►

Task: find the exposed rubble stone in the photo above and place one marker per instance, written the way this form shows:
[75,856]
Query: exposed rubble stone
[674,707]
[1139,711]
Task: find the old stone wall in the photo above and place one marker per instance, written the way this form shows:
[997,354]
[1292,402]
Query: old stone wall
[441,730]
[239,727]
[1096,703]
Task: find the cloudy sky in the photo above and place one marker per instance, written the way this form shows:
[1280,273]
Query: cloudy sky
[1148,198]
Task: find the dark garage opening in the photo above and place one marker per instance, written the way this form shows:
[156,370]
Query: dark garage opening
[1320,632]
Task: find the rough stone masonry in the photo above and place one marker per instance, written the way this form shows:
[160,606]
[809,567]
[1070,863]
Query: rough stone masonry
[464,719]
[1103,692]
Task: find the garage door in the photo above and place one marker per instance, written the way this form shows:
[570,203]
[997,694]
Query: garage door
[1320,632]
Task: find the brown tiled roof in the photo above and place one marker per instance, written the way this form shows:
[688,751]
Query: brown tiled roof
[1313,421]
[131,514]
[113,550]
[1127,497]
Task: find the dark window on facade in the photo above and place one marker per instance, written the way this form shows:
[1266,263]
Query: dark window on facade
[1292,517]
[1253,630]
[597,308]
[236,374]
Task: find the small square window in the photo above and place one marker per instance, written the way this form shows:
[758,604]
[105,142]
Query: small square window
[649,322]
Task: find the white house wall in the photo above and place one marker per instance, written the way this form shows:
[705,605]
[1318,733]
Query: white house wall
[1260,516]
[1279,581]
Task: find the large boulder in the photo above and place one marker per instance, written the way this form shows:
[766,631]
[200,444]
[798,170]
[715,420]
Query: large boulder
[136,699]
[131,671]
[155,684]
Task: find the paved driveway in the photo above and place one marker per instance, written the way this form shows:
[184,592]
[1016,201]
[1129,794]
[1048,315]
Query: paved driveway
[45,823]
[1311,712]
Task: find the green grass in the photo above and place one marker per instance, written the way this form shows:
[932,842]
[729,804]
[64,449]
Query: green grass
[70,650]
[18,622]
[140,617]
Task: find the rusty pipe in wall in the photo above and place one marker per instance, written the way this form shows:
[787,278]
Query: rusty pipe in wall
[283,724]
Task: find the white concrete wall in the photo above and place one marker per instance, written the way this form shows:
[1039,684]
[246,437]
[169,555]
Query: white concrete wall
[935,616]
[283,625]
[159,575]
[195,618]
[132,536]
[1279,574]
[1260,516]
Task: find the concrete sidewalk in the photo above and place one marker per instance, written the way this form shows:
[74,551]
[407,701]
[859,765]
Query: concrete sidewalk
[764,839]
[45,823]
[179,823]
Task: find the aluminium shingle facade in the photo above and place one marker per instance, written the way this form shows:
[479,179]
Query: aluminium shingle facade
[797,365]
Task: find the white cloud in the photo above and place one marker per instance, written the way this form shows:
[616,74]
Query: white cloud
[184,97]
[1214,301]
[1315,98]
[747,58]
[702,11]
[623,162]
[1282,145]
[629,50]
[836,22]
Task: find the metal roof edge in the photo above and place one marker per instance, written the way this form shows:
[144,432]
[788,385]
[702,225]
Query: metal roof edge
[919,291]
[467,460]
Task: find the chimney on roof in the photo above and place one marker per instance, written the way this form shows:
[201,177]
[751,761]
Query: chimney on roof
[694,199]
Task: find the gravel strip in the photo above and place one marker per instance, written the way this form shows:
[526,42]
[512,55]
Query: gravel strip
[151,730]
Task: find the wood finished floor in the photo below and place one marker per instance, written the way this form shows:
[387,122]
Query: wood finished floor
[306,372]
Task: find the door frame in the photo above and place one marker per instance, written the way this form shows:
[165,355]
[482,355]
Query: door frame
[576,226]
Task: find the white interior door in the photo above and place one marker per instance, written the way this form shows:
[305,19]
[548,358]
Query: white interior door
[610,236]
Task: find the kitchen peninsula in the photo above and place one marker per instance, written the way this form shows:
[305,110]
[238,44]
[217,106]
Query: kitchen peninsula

◄

Do this: Write the whole listing out again. Keep every line exactly as it is.

Final result:
Task: find the exposed rubble stone in the photo above and place one marker per instance, written the way this form shows:
[75,856]
Query: exposed rubble stone
[674,707]
[1139,711]
Task: find the old stone wall in the photo above and place one marker per instance, written the way this form shows:
[997,354]
[1292,402]
Query: old stone wall
[441,730]
[239,727]
[1096,703]
Task: find the cloudy sky in the photo above and place one marker per instance, written the way this form shows:
[1280,273]
Query: cloudy sky
[1148,198]
Task: find the dark garage opening in the photo above and place one marker per instance, written the way this form shows:
[156,370]
Query: dark garage opening
[1320,632]
Task: find the rough stone masonry in the photo above and place one marker per instance, written the way this form shows:
[160,606]
[809,567]
[1070,863]
Query: rough stone masonry
[464,719]
[1103,692]
Task: find the garage door in the photo above and place one marker per instance, written the way this form shows:
[570,203]
[997,694]
Query: garage door
[1320,632]
Task: find the brown tiled roof in the photo above and place one marker per instance, written the way this form shows:
[688,751]
Query: brown tiled roof
[1313,421]
[131,514]
[113,550]
[1127,497]
Task: find the dark window on facade in the photo above and place one marker per instance, written the way this form shows:
[1266,263]
Query: dark window on facade
[1292,517]
[1253,630]
[597,308]
[236,374]
Task: find the small square window in the photo above and place one marker per instance, written the way this form shows:
[758,604]
[105,142]
Query: small square window
[649,322]
Task: find the white house wall in the photo above and place one marker per instance, written the way this form shows:
[705,605]
[1318,733]
Query: white house wall
[1260,516]
[1279,581]
Task: find the large boulder in the photo above and place one marker per instance, written the way this form shows:
[766,631]
[200,444]
[798,170]
[715,420]
Query: large boulder
[136,699]
[131,671]
[155,684]
Task: find the paved driveway in the photo above and place one marker per instance, written the way this form shows:
[184,592]
[1016,201]
[1129,794]
[1048,315]
Query: paved driveway
[45,823]
[1311,712]
Task: find the green grass in the photo above and place one marker per instance, written the way this form shows:
[932,842]
[729,804]
[64,449]
Query: green grass
[70,650]
[18,622]
[140,617]
Task: find the rusty pipe in wall in the photo above and place one marker per instance, written the way this form shows:
[787,278]
Query: rusty pipe in wall
[283,724]
Task: find the white concrete wall in the photo above and place one marker per instance, written the way this form shows:
[1039,684]
[246,437]
[169,555]
Query: white concrete wall
[935,616]
[283,625]
[159,575]
[195,618]
[132,536]
[1279,574]
[1260,516]
Task: find the concrete sidewalk in the photo above and place one marker per instance, written the way this form shows:
[74,551]
[407,701]
[859,765]
Query: concrete sidewalk
[764,839]
[45,823]
[179,823]
Task: find the aluminium shingle facade in the photo above and place one marker per instance, written the way this form shows:
[479,179]
Query: aluminium shingle facade
[797,365]
Task: find the white cloud in the photo above and place one marker per instance, written the way this form shows:
[616,74]
Query: white cloud
[184,97]
[1214,301]
[1315,98]
[747,58]
[702,11]
[623,162]
[1282,145]
[629,50]
[836,22]
Task: find the metal roof edge in the photo above and place one marker per instance, written the way this form shows:
[144,432]
[788,385]
[702,225]
Query: metal roof edge
[919,291]
[467,460]
Task: find the chimney on roof in the photo above and place one marker per instance, written the way this form shows:
[201,177]
[751,761]
Query: chimney on roof
[694,199]
Task: find the gravel strip in the photo above and place one marker per instance, written the way this form shows:
[526,42]
[512,55]
Query: gravel strip
[151,730]
Task: find the wood finished floor in the photo below and place one marker per instance, written the way this form shows:
[387,122]
Query: wood finished floor
[306,372]
Task: find the door frame in the photo above and place one marker per instance, written the way this form shows:
[165,355]
[482,355]
Query: door frame
[576,226]
Task: find the white interior door in the photo above and place one marker per instance, written the way this form shows:
[305,19]
[548,358]
Query: white interior door
[610,236]
Task: find the kitchen peninsula in the photo above and place one marker per instance, written the way this form shows:
[305,110]
[238,44]
[217,106]
Query: kitchen peninsula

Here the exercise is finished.